→ TASK GOAL:
Write out each line exactly as it stands, please.

----- GIVEN ENTRIES

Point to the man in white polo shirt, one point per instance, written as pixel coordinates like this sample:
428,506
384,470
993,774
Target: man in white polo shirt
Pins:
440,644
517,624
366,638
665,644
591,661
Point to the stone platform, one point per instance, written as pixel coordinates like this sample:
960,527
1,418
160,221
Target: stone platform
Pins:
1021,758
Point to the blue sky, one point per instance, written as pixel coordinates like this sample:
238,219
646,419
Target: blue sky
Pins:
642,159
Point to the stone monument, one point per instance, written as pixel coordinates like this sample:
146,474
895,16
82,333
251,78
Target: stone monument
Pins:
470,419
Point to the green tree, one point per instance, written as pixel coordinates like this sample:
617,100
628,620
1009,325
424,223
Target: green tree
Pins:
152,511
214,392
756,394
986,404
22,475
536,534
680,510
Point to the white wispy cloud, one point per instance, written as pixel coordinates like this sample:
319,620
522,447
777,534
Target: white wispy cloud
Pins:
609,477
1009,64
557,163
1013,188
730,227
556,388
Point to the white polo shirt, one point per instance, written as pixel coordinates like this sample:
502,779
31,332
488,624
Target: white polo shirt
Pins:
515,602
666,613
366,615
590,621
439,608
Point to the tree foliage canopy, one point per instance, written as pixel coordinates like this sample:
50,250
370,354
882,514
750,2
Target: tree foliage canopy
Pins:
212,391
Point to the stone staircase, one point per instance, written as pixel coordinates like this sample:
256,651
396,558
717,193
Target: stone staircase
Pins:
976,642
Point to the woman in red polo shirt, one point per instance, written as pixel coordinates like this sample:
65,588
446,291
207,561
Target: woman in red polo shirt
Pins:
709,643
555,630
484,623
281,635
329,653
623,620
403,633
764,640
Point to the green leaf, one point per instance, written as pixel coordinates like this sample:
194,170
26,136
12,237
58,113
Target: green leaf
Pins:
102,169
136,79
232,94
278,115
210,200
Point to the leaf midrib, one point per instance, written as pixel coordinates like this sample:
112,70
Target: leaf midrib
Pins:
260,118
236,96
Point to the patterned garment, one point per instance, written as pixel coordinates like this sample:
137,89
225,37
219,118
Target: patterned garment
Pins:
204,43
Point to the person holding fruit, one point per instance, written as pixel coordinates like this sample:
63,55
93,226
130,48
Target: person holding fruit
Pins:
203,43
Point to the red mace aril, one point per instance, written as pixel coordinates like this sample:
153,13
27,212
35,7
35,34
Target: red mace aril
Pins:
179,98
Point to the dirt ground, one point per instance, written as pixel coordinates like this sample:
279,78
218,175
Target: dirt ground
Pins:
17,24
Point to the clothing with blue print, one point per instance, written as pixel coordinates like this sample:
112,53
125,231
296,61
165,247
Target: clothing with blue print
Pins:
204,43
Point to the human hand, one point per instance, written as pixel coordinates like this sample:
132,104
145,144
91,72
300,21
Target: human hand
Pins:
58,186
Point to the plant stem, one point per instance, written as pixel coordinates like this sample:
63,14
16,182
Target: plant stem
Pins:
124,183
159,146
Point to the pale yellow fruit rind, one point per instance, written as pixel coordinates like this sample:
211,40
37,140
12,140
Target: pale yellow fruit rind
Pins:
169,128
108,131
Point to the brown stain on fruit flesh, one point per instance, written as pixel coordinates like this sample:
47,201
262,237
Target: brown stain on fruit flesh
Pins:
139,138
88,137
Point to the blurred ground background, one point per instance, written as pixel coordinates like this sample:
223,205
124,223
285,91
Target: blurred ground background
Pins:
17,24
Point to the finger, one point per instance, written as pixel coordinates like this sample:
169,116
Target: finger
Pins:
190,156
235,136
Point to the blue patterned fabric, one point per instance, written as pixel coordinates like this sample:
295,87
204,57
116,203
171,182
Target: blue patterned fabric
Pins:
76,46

----------

→ EXERCISE SOLUTION:
Point to the man in white polo shirt, one point per instance, written as pixel coordinates like this sample:
428,506
384,470
993,774
Target: man in white polo shirt
Pins:
440,644
517,624
366,638
665,644
591,661
Point to the stone platform, one point per instance, written as pixel coordinates like this sample:
960,527
1,418
160,221
Target: stone platform
Pins:
1021,758
Point to the blue sky, one point per instance, written as pixel coordinates like this sample:
238,219
646,419
Target: blue sky
Pins:
642,159
Point to the stone monument, one point per instance, written as pixel coordinates like this sample:
146,474
895,16
82,333
251,78
Target: stone monument
Pins:
470,419
Point to the green tree, one point per instance, written as pixel coordinates like this sample:
617,100
628,620
1009,325
424,223
Target: green tree
Pins:
152,511
214,392
756,394
986,404
22,475
536,534
680,510
Point to the white wispy cloud, one point per instance, written as pixel coordinates like this sample:
319,620
522,447
777,534
Target: white wispy cloud
Pins:
609,477
1009,64
557,163
1013,188
730,227
556,388
Point to the white polo shirt, one point per instance, written as pixel coordinates like this sample:
502,779
31,332
488,624
Target: white polo shirt
Pins:
515,602
666,613
366,615
590,621
439,608
Point to the tree foliage canopy, one point per instance, written as pixel coordinates like this sample:
50,250
370,354
882,514
750,2
Target: tree foliage canopy
Pins:
212,391
Point to the stone staircase, one point per instance, written as pixel coordinates like this sample:
256,651
396,558
717,193
Target: stone staircase
Pins:
976,642
Point to the woman in red polo shirt, one point per instance, written as pixel coordinates like this sample:
65,588
446,291
207,561
Target: woman in red polo shirt
Pins:
709,643
555,630
484,623
281,635
329,653
623,620
403,633
764,640
Point to the green leaf, one point per instance, written as pixel coordinates like this sample:
194,170
26,136
12,237
58,113
Target: green leaf
Pins:
102,169
136,79
232,94
278,115
210,200
Point to the leaf midrib, one point per instance, written as pixel coordinates like this sample:
112,70
Target: leaf midrib
Pins:
260,118
236,96
Point to the patterned garment, one point per instance, written as pixel coordinates like this sample:
137,89
225,37
219,118
Target: patterned garment
Pins:
204,43
Point to the person holding fruit, one point per instance, written as pixel coordinates like this sample:
63,55
93,226
130,48
Target: person holding fruit
Pins:
203,43
Point to the red mace aril, one point per instance, written as pixel coordinates like this sample:
153,13
27,212
35,7
35,34
Target: red mace aril
Pins:
179,98
Point to the dirt ground, one point per instance, written as pixel coordinates like this sample:
279,78
218,175
Target: dirt ground
Pins:
17,24
Point to the clothing with blue print, one point per instance, written as pixel coordinates like this sample:
112,53
125,231
296,61
165,247
Target: clothing with blue print
Pins:
204,43
Point to the human hand, one point per instance, written as pixel coordinates like this sample:
132,104
145,144
91,72
300,21
Target: human hand
Pins:
58,186
Point to the plant stem, one point per instance, written as pixel coordinates like this sample:
63,14
16,182
Target: plant stem
Pins:
124,183
159,146
Point to the pale yellow fruit rind, one point per instance, written as pixel coordinates like this sample:
211,40
37,140
12,140
Target: pale yellow fruit rind
Pins:
169,128
108,131
Point to the brown stain on fruit flesh, one point per instance, written as pixel coordinates like this sample:
47,201
262,237
Target: brown stain on fruit flesh
Pins:
139,138
88,137
Point to the blurred ground background, one point per instance, written as pixel coordinates like this sample:
223,205
124,223
285,91
Target: blurred ground background
Pins:
17,24
Point to the finger, one point per instance, written as pixel coordinates like this sample:
169,116
Target: finger
Pins:
190,156
235,136
Point to the blue patterned fabric, one point per instance, written as pixel coordinates like this sample:
295,87
204,57
116,203
171,182
Target: blue patterned fabric
Pins:
76,46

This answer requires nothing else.